_DATA IN THIS EXERCISE_:
___

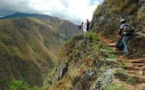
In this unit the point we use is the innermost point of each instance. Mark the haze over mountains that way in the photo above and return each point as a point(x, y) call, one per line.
point(30, 45)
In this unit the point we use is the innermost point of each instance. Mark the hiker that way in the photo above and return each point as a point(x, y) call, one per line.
point(81, 27)
point(126, 32)
point(87, 24)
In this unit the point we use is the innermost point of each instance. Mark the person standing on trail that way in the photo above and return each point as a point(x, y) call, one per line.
point(87, 24)
point(81, 27)
point(126, 32)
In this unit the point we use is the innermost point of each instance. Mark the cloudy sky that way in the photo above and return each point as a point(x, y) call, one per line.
point(76, 11)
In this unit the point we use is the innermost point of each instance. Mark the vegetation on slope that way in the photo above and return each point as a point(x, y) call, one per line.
point(110, 7)
point(29, 49)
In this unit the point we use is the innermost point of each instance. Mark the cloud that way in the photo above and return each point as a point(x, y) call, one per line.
point(76, 11)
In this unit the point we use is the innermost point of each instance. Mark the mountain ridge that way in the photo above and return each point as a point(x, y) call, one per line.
point(29, 48)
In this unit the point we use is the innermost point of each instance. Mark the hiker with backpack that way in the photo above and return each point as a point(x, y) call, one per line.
point(126, 32)
point(88, 25)
point(81, 27)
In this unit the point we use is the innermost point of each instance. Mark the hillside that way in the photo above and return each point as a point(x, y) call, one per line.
point(29, 48)
point(91, 62)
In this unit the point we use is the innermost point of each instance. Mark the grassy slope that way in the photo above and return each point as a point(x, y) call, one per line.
point(28, 46)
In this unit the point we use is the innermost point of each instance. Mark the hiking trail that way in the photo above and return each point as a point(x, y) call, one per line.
point(134, 68)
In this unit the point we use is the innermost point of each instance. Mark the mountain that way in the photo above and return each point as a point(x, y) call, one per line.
point(94, 63)
point(30, 46)
point(23, 15)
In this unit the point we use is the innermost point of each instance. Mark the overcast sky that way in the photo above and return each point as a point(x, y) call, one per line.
point(76, 11)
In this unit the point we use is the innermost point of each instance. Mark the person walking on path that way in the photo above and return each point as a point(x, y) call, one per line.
point(126, 32)
point(87, 24)
point(81, 27)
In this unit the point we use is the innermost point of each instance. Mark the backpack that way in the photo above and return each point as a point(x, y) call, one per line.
point(128, 30)
point(119, 44)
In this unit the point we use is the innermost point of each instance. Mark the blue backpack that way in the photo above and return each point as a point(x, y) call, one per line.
point(119, 44)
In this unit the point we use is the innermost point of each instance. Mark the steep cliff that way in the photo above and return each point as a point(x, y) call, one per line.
point(87, 63)
point(106, 20)
point(29, 48)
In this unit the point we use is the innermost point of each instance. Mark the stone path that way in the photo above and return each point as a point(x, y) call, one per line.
point(134, 68)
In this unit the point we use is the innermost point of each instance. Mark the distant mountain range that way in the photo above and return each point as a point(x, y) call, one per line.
point(30, 46)
point(23, 15)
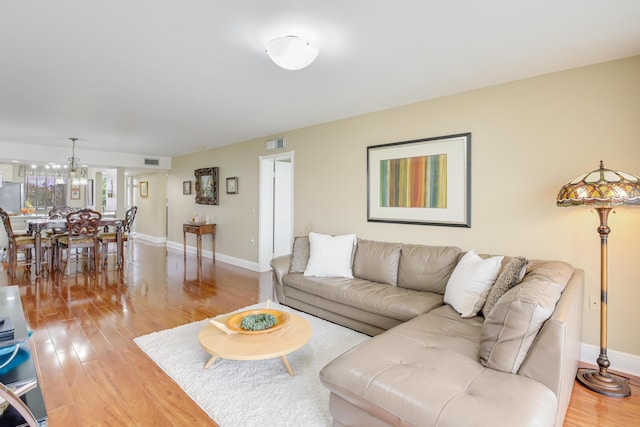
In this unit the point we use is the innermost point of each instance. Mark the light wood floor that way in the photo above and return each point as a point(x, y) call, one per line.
point(93, 374)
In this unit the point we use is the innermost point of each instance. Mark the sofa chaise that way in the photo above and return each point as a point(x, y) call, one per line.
point(428, 364)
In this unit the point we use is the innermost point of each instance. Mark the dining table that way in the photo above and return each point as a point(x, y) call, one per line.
point(37, 226)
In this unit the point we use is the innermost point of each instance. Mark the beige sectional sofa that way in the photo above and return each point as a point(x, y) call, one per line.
point(427, 365)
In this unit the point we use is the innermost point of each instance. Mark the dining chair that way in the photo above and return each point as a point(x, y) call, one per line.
point(58, 212)
point(22, 243)
point(107, 237)
point(82, 233)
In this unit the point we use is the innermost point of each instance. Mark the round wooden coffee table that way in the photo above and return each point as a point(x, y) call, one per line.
point(225, 344)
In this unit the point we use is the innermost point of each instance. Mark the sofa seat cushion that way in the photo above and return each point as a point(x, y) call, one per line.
point(514, 322)
point(386, 300)
point(377, 261)
point(426, 372)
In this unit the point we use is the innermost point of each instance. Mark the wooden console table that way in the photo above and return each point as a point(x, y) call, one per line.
point(199, 230)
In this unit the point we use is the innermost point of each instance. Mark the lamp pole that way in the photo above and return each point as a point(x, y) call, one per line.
point(601, 381)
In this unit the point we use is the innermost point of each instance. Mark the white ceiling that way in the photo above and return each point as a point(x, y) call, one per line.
point(162, 77)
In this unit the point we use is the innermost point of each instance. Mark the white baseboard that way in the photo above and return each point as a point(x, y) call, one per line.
point(621, 362)
point(150, 240)
point(239, 262)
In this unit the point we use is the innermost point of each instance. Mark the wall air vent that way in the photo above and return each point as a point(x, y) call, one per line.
point(275, 144)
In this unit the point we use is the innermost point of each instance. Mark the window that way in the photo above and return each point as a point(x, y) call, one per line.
point(43, 192)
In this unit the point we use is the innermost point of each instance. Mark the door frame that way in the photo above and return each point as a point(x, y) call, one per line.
point(265, 211)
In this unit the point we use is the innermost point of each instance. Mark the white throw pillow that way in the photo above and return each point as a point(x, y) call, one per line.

___

_TASK TO CARRY OUT_: Lay out every line of the items above as a Markdown table with two columns, Row (a running number) and Text (the line), skipping blank lines. Leave the pictures out.

_REPLY_:
| Row | Text |
|---|---|
| 1 | In this unit the point we use is the innermost point of each instance. Mark the haze over mountains that way in the photo above and return each point as a point(x, y) call, one per line. |
| 2 | point(30, 45) |
| 3 | In this unit the point we use is the innermost point of each instance. Mark the hiker that way in the photo above and return each point as a point(x, y) call, one per line. |
| 4 | point(81, 27) |
| 5 | point(126, 32) |
| 6 | point(87, 24) |
| 7 | In this unit the point we use is the innermost point of each instance. Mark the person standing on trail that way in the photo above and return each point as a point(x, y) call, one per line. |
| 8 | point(87, 24) |
| 9 | point(81, 27) |
| 10 | point(126, 32) |
| 11 | In this unit the point we use is the innermost point of each instance. Mark the cloudy sky that way in the photo above and return each point as a point(x, y) call, one per line. |
| 12 | point(76, 11) |
| 13 | In this unit the point we use is the innermost point of each instance. Mark the vegetation on slope that way in the photo above and return each point as a point(x, y) call, one per line. |
| 14 | point(110, 7) |
| 15 | point(29, 49) |
| 16 | In this unit the point we use is the innermost point of each instance. Mark the cloud that way in the photo above and return each point as a point(x, y) call, one per line. |
| 17 | point(76, 11) |
| 18 | In this unit the point we use is the innermost point of each instance. Mark the mountain ridge that way in the photo above and return each point as a point(x, y) call, one per line. |
| 19 | point(29, 48) |
| 20 | In this unit the point we use is the innermost point of each instance. Mark the hiker with backpack that way in the photo above and return each point as a point(x, y) call, one per line. |
| 21 | point(126, 32) |
| 22 | point(88, 25) |
| 23 | point(81, 27) |
| 24 | In this unit the point we use is the innermost point of each instance. Mark the hillside that way in the photo above and return each point as a point(x, y) call, one per line. |
| 25 | point(29, 48) |
| 26 | point(91, 62) |
| 27 | In this unit the point we use is the innermost point of each instance. Mark the grassy slope that way in the photo above and return each point as a point(x, y) call, one per line. |
| 28 | point(28, 46) |
| 29 | In this unit the point we use is the innermost point of each instance. Mark the hiking trail that way in the photo above and return each point as a point(x, y) call, one per line. |
| 30 | point(134, 68) |
| 31 | In this unit the point we use is the innermost point of each instance. Mark the mountain that way in the photo above and return each point as a point(x, y) call, one per line. |
| 32 | point(94, 63) |
| 33 | point(30, 46) |
| 34 | point(23, 15) |
| 35 | In this unit the point we use is the innermost point of each instance. Mark the overcast sky that way in the photo above and return each point as a point(x, y) call, one per line. |
| 36 | point(76, 11) |
| 37 | In this unit the point we use is the innermost point of each instance. Mark the person walking on path that way in the photo above and return each point as a point(x, y) call, one per line. |
| 38 | point(126, 32) |
| 39 | point(87, 24) |
| 40 | point(81, 27) |
| 41 | In this unit the point we use is the innermost point of each instance. Mark the backpack that way in the photo above and return each point as a point(x, y) call, one per line. |
| 42 | point(128, 30) |
| 43 | point(119, 44) |
| 44 | In this unit the point we use is the innermost point of each instance. Mark the blue backpack that way in the photo above and return each point as a point(x, y) call, one per line. |
| 45 | point(119, 44) |
| 46 | In this unit the point we use is the innermost point of each instance. Mark the steep cliff that way in the photo above and return each point as a point(x, y) call, one per line. |
| 47 | point(87, 63) |
| 48 | point(106, 20) |
| 49 | point(29, 48) |
| 50 | In this unit the point we use is the innermost point of each instance. Mark the stone path that way in the photo above and return each point as a point(x, y) call, one per line. |
| 51 | point(134, 68) |
| 52 | In this unit the point we use is the innermost point of each instance. Mark the distant mountain range that way in the photo above and return each point as a point(x, y) call, one per line. |
| 53 | point(30, 46) |
| 54 | point(23, 15) |
| 55 | In this unit the point we use is the innermost point of each instance. Mark the light wood floor that way in the photo above and return each point as a point(x, y) call, one per line. |
| 56 | point(93, 374) |
| 57 | In this unit the point we use is the innermost point of each instance. Mark the sofa chaise that way in the photo above and return each point as a point(x, y) call, one per line. |
| 58 | point(428, 364) |
| 59 | In this unit the point we use is the innermost point of each instance. Mark the dining table that way in the photo above and return each point as a point(x, y) call, one per line. |
| 60 | point(37, 226) |
| 61 | In this unit the point we use is the innermost point of each instance. Mark the beige sectional sofa that way in the photo above and return each point as a point(x, y) call, one per line. |
| 62 | point(427, 365) |
| 63 | In this unit the point we use is the innermost point of each instance. Mark the dining chair that way in the photo above and return each point as a point(x, y) call, one per line. |
| 64 | point(58, 212) |
| 65 | point(22, 243) |
| 66 | point(107, 237) |
| 67 | point(82, 233) |
| 68 | In this unit the point we use is the innermost point of each instance. Mark the round wooden coffee table that way in the photo above and return each point as a point(x, y) call, one per line. |
| 69 | point(225, 344) |
| 70 | In this unit the point we use is the innermost point of each instance. Mark the sofa seat cushion that way in the photo above and return each point as a point(x, y) call, one per line. |
| 71 | point(514, 322) |
| 72 | point(386, 300) |
| 73 | point(377, 261) |
| 74 | point(426, 372) |
| 75 | In this unit the point we use is the innermost point of each instance. Mark the wooden console table that way in the photo above and return each point as a point(x, y) call, one per line. |
| 76 | point(199, 230) |
| 77 | In this unit the point we use is the innermost point of each instance. Mark the lamp pole that way in the photo above and return each point as a point(x, y) call, one per line. |
| 78 | point(601, 381) |
| 79 | In this unit the point we use is the innermost point of each instance. Mark the white ceiling that way in the photo above and return each point as a point(x, y) call, one per line. |
| 80 | point(162, 77) |
| 81 | In this unit the point we use is the innermost point of each instance. Mark the white baseboard that way in the photo above and return each point as a point(x, y) call, one per line. |
| 82 | point(621, 362) |
| 83 | point(150, 240) |
| 84 | point(239, 262) |
| 85 | In this unit the point we use is the innermost point of each instance. Mark the wall air vent that way in the photo above and return each point as a point(x, y) call, one per line. |
| 86 | point(275, 144) |
| 87 | In this unit the point we use is the innermost point of each instance. Mark the window that way in the photo above and return each point as a point(x, y) call, one per line. |
| 88 | point(43, 192) |
| 89 | In this unit the point we use is the innermost point of each instance. Mark the door frame that way in the photo above and return each point as a point(x, y) call, one per line. |
| 90 | point(265, 211) |
| 91 | In this unit the point we use is the innermost point of each instance. Mark the white throw pillow that way in the photo above and return each point as a point(x, y) call, one per line. |